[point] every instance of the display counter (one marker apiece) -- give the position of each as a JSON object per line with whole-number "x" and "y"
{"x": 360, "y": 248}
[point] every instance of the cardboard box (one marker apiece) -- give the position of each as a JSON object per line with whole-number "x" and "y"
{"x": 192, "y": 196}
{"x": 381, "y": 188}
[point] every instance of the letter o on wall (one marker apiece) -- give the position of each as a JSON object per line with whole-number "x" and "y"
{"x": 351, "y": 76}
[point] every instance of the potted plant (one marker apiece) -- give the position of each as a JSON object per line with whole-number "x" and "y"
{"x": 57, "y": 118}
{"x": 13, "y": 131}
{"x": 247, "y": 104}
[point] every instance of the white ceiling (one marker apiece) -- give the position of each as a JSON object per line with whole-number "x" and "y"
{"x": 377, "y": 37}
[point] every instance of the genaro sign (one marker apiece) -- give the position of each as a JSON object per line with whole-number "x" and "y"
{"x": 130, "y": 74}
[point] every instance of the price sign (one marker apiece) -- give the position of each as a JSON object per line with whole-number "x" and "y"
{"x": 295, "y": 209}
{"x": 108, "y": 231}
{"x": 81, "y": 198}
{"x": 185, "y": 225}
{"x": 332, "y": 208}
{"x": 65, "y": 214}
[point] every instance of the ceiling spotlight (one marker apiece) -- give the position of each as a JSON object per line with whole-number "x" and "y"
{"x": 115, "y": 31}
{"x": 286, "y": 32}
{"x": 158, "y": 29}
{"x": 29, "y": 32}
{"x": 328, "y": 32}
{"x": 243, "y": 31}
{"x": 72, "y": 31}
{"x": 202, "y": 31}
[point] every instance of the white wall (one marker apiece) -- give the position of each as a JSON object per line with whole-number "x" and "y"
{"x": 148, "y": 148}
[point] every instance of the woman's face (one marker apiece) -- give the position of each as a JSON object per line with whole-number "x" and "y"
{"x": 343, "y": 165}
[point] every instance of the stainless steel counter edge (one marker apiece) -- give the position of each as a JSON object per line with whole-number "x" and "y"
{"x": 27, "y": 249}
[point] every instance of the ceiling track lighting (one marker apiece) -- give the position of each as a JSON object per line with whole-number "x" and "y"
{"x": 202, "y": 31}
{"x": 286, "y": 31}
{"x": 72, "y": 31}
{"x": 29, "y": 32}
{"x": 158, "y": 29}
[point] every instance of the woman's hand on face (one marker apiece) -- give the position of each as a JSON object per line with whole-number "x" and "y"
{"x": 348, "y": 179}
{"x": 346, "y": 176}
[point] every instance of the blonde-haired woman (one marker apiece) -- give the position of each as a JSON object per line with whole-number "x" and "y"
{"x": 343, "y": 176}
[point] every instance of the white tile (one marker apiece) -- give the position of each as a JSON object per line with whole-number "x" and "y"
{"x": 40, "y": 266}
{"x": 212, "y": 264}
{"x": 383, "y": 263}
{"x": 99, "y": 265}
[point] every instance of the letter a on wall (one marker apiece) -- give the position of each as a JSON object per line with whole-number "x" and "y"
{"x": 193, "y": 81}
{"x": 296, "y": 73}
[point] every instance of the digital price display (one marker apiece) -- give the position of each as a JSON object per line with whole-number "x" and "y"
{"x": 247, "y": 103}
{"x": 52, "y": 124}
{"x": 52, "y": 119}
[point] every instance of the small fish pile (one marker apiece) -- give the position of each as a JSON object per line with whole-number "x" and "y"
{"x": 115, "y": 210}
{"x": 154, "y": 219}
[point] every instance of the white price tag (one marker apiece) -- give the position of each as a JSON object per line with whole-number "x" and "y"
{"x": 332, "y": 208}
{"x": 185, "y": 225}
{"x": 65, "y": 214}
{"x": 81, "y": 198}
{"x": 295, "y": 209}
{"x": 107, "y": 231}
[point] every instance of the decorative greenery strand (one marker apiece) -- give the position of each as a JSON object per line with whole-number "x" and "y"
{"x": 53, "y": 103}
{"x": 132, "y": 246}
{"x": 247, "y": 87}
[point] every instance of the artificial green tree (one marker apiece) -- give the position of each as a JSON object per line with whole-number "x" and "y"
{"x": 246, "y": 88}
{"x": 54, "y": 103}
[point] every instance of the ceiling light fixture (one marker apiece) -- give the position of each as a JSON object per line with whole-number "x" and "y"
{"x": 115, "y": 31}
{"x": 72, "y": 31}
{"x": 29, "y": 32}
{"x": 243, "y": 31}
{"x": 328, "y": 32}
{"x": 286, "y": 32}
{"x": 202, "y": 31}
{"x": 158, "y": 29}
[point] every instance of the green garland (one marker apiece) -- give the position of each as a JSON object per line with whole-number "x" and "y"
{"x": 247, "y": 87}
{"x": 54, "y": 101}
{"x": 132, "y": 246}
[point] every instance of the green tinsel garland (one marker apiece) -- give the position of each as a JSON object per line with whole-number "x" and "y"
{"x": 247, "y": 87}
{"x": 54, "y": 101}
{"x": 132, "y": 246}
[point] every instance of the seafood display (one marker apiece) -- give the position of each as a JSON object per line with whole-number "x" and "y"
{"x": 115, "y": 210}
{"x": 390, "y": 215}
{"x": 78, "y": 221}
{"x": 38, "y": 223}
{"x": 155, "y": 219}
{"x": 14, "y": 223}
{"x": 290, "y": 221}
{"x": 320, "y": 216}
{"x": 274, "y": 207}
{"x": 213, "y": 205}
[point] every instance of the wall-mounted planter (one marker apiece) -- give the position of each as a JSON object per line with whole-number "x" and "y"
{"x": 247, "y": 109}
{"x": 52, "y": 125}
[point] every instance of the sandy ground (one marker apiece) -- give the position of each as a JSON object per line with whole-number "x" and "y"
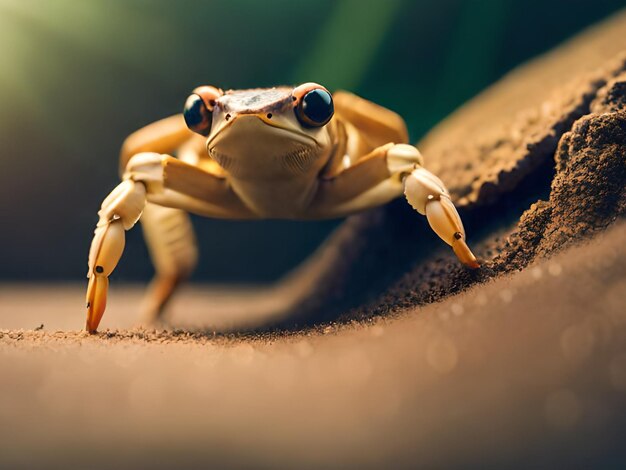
{"x": 529, "y": 369}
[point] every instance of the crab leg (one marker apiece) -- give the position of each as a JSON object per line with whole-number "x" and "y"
{"x": 427, "y": 195}
{"x": 119, "y": 212}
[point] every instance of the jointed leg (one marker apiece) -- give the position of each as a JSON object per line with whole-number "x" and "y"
{"x": 383, "y": 175}
{"x": 147, "y": 179}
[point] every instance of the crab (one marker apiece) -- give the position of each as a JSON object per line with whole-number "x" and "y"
{"x": 282, "y": 152}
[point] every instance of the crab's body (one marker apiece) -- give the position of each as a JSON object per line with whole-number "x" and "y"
{"x": 263, "y": 153}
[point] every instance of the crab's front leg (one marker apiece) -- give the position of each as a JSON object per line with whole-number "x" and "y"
{"x": 119, "y": 212}
{"x": 428, "y": 195}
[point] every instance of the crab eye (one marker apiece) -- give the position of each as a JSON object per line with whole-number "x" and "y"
{"x": 198, "y": 112}
{"x": 197, "y": 116}
{"x": 315, "y": 108}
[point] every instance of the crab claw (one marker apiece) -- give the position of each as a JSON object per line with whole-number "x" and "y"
{"x": 104, "y": 254}
{"x": 427, "y": 195}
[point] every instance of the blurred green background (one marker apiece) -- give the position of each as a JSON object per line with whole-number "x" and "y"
{"x": 77, "y": 77}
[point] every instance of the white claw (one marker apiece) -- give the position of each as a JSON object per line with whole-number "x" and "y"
{"x": 126, "y": 202}
{"x": 444, "y": 219}
{"x": 421, "y": 185}
{"x": 104, "y": 254}
{"x": 427, "y": 195}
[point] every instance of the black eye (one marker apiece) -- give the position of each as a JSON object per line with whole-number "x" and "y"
{"x": 197, "y": 116}
{"x": 315, "y": 108}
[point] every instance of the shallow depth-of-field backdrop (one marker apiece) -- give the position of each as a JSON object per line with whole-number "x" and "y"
{"x": 77, "y": 77}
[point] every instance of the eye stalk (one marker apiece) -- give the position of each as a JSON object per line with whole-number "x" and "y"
{"x": 313, "y": 105}
{"x": 198, "y": 111}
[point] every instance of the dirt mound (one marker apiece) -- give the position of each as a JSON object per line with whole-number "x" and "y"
{"x": 529, "y": 181}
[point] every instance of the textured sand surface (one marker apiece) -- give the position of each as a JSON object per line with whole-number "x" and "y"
{"x": 528, "y": 369}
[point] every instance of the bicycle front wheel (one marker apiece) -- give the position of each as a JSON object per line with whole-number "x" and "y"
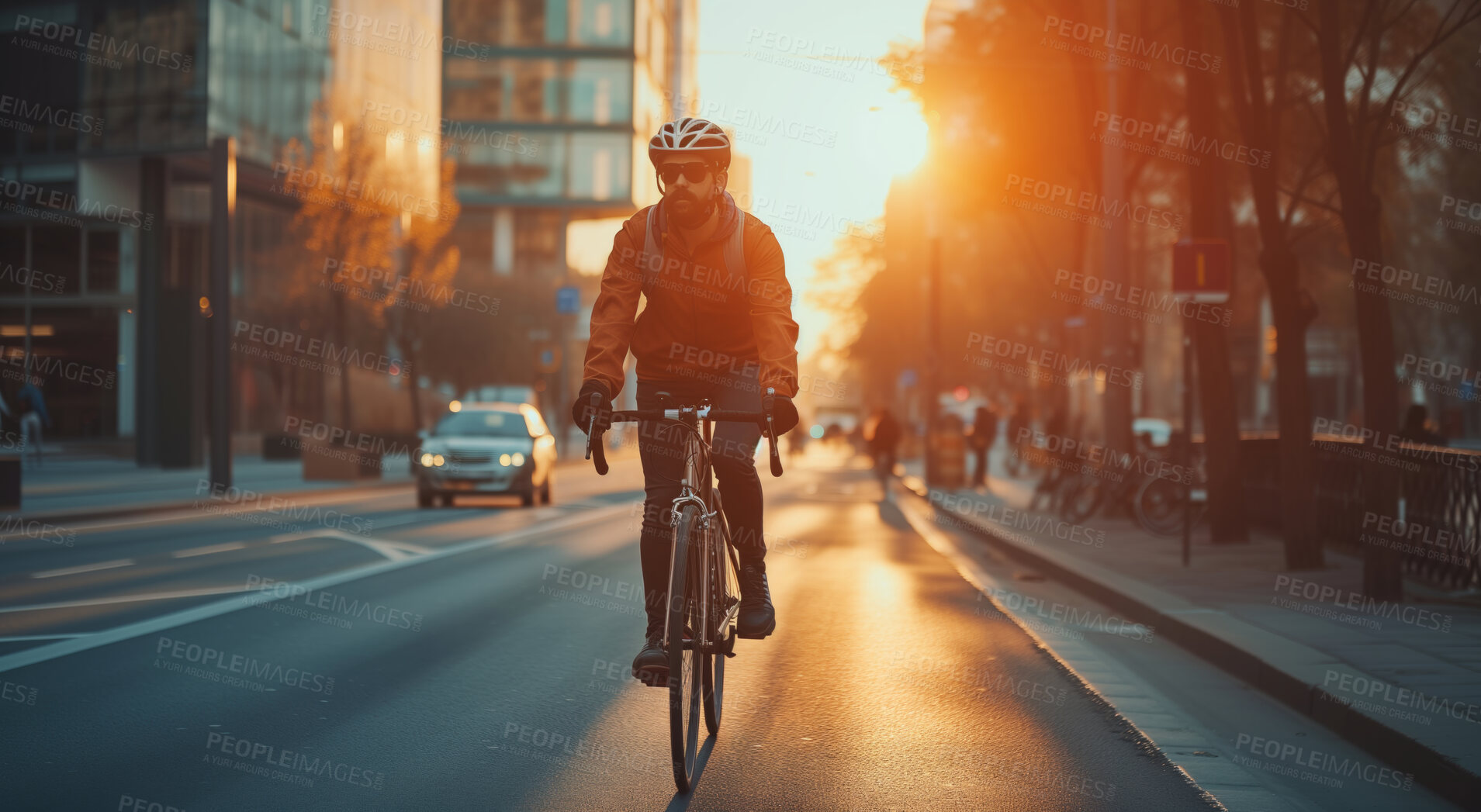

____

# TASK DESCRIPTION
State how many lines in the records above contain the string "claw", with uppercase and lowercase treated as different. Reply with the number alone.

# ANSWER TO THE PROBLEM
2